--- DATA PROVIDED Enclosed Below ---
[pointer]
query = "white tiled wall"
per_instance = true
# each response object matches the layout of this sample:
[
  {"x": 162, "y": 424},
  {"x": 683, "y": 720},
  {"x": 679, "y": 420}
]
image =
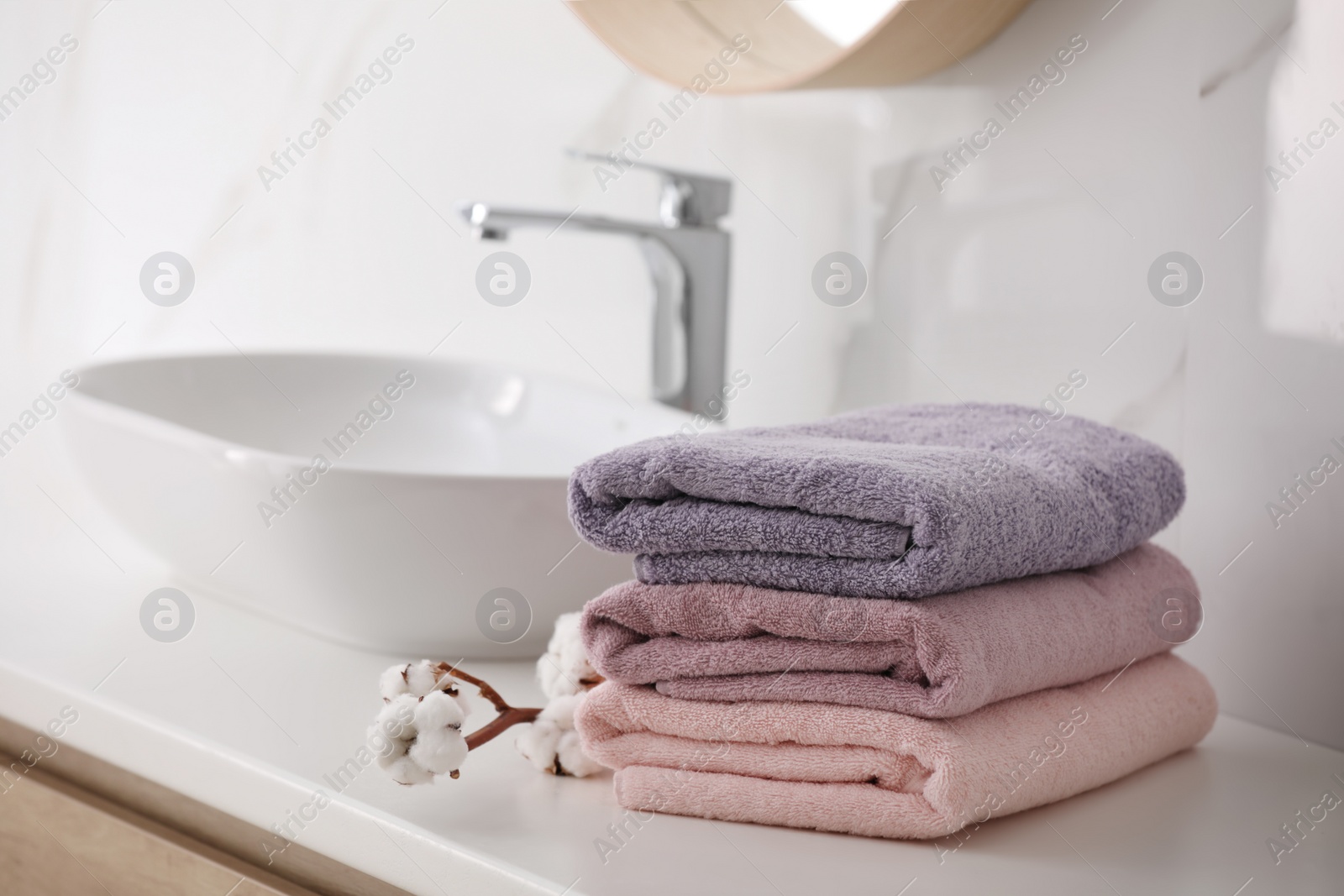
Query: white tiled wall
[{"x": 1028, "y": 265}]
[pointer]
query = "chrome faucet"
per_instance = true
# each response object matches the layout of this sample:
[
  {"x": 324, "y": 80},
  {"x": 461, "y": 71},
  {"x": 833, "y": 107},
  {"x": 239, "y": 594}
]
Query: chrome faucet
[{"x": 689, "y": 261}]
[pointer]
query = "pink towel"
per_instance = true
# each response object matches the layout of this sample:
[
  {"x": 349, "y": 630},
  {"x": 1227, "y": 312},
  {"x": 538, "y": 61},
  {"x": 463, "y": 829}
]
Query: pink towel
[
  {"x": 936, "y": 658},
  {"x": 882, "y": 774}
]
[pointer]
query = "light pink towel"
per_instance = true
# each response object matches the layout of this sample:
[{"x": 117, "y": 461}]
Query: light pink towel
[
  {"x": 937, "y": 658},
  {"x": 882, "y": 774}
]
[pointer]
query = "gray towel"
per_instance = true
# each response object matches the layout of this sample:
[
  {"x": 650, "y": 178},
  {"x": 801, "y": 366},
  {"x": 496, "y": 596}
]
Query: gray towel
[{"x": 898, "y": 501}]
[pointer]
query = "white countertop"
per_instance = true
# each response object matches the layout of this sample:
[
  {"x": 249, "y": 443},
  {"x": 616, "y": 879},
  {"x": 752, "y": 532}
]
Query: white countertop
[{"x": 246, "y": 715}]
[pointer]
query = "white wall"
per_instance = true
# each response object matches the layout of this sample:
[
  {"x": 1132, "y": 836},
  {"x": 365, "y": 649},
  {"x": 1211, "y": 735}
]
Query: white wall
[{"x": 1021, "y": 269}]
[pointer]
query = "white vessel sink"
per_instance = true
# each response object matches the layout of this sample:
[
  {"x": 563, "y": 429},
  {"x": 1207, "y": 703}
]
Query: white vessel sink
[{"x": 433, "y": 499}]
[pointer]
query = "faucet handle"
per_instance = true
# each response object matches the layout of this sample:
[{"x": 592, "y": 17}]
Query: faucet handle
[{"x": 689, "y": 201}]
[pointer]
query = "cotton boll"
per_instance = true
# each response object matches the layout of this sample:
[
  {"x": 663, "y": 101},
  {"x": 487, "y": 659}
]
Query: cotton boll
[
  {"x": 420, "y": 678},
  {"x": 551, "y": 743},
  {"x": 538, "y": 745},
  {"x": 407, "y": 772},
  {"x": 564, "y": 667},
  {"x": 561, "y": 710},
  {"x": 391, "y": 684},
  {"x": 573, "y": 759},
  {"x": 396, "y": 719},
  {"x": 438, "y": 750},
  {"x": 400, "y": 748},
  {"x": 438, "y": 710}
]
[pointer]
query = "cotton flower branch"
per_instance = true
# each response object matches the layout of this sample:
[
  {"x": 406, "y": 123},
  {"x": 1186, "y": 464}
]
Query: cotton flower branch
[
  {"x": 507, "y": 718},
  {"x": 423, "y": 712}
]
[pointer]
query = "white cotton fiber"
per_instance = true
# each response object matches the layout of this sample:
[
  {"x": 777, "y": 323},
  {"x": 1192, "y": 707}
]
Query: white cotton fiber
[
  {"x": 407, "y": 772},
  {"x": 391, "y": 684},
  {"x": 440, "y": 750},
  {"x": 551, "y": 743},
  {"x": 564, "y": 668},
  {"x": 573, "y": 759},
  {"x": 538, "y": 743},
  {"x": 420, "y": 678},
  {"x": 438, "y": 710}
]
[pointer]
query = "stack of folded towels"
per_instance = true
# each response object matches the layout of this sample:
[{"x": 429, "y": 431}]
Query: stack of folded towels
[{"x": 895, "y": 622}]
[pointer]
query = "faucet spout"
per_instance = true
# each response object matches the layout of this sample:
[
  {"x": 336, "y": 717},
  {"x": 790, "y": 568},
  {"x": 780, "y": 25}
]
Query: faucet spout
[{"x": 689, "y": 265}]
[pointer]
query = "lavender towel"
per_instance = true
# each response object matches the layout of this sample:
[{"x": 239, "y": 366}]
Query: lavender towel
[
  {"x": 934, "y": 658},
  {"x": 898, "y": 501}
]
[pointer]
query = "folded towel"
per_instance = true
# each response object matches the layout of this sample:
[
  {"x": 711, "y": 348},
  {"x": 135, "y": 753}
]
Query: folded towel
[
  {"x": 938, "y": 658},
  {"x": 884, "y": 774},
  {"x": 898, "y": 501}
]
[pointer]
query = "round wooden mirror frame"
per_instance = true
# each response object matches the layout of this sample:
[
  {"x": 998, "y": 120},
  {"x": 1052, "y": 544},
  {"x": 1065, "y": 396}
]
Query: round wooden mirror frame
[{"x": 680, "y": 40}]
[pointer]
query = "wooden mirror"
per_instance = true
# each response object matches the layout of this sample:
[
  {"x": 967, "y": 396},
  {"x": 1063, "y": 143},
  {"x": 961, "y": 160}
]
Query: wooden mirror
[{"x": 752, "y": 46}]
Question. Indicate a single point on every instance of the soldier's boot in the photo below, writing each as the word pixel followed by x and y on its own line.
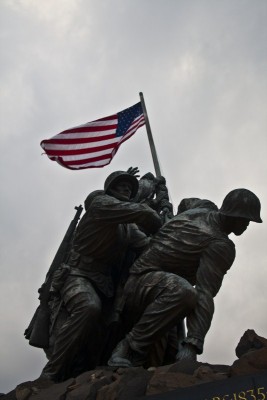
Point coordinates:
pixel 124 356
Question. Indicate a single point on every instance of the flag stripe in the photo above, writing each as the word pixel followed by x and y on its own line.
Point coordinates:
pixel 79 138
pixel 95 143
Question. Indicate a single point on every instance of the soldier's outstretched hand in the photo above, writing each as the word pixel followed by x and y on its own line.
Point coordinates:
pixel 188 352
pixel 133 171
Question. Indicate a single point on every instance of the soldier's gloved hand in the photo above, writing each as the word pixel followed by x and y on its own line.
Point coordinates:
pixel 133 171
pixel 188 352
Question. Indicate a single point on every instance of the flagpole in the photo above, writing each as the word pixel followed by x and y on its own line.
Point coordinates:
pixel 181 324
pixel 150 137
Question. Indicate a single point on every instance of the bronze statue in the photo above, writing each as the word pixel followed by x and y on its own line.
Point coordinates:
pixel 179 274
pixel 87 283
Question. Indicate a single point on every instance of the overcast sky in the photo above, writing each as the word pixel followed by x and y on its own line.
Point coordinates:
pixel 202 66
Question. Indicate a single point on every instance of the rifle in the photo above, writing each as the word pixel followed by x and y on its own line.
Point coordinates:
pixel 38 330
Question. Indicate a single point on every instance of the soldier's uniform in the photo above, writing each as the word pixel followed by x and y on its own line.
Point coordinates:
pixel 106 231
pixel 180 273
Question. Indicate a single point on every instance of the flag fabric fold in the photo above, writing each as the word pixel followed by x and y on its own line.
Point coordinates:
pixel 94 144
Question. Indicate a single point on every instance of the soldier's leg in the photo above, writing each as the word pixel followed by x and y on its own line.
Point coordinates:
pixel 157 301
pixel 84 308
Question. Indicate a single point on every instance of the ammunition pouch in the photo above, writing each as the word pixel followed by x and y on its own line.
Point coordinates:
pixel 59 278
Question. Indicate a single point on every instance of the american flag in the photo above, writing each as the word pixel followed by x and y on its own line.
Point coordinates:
pixel 94 144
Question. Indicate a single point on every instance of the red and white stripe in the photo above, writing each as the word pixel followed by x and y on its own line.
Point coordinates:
pixel 91 145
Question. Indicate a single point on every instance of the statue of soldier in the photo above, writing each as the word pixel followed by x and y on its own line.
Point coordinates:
pixel 87 283
pixel 179 274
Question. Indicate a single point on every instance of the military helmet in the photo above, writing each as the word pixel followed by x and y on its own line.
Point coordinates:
pixel 90 198
pixel 118 176
pixel 242 203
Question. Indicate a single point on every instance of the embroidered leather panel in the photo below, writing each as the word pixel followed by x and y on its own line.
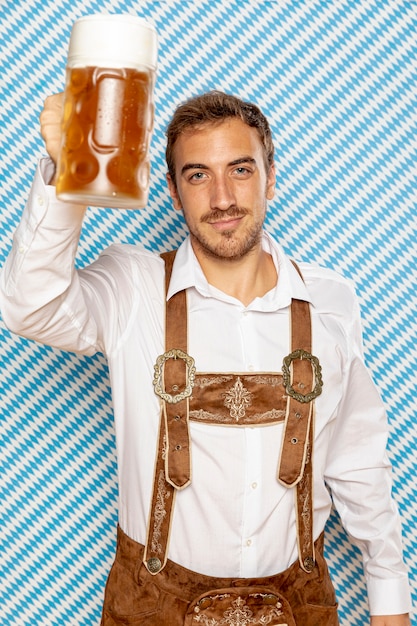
--- End of Enclosed DATA PROVIDED ---
ABOUT THIS EXERCISE
Scan the lines above for "stripe", then copy every one that has it.

EXERCISE ANSWER
Question. Indicate a single point on every instance of the flag stripe in the photo above, writing each as the word pixel followed by x and y on its own line.
Question. Indicate a single point on every instance of the red and white stripe in the photo above, writing each as the word pixel followed by x and y on its own line.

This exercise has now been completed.